## Task to carry out
Return every line of the rows below that contains the word "orange", copying each one in full.

## Data supplied
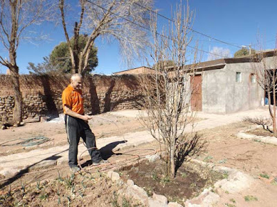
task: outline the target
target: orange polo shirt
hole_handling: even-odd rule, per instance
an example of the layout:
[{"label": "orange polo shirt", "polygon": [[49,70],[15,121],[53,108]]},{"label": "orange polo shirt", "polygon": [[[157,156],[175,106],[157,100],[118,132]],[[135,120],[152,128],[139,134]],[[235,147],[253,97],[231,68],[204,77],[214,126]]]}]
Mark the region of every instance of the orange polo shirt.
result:
[{"label": "orange polo shirt", "polygon": [[75,90],[70,84],[62,92],[62,108],[66,105],[72,111],[84,115],[84,99],[81,90]]}]

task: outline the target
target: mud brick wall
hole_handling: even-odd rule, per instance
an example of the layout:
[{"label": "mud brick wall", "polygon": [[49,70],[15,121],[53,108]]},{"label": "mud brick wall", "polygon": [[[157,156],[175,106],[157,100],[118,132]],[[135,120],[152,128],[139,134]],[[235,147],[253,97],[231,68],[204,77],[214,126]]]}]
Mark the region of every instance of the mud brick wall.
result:
[{"label": "mud brick wall", "polygon": [[[58,116],[62,112],[62,93],[70,75],[20,76],[24,119]],[[12,118],[14,92],[9,75],[0,75],[0,122]],[[93,114],[141,108],[142,95],[135,75],[93,75],[84,79],[83,97],[86,112]]]}]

## Task response
target: orange polo shirt
[{"label": "orange polo shirt", "polygon": [[49,70],[15,121],[53,108]]},{"label": "orange polo shirt", "polygon": [[[157,156],[175,106],[157,100],[118,132]],[[135,120],[152,128],[139,134]],[[235,147],[253,97],[231,68],[204,77],[214,126]]]}]
Mark the region of every instance of the orange polo shirt.
[{"label": "orange polo shirt", "polygon": [[75,90],[70,84],[62,92],[62,108],[66,105],[72,111],[84,115],[84,99],[81,90]]}]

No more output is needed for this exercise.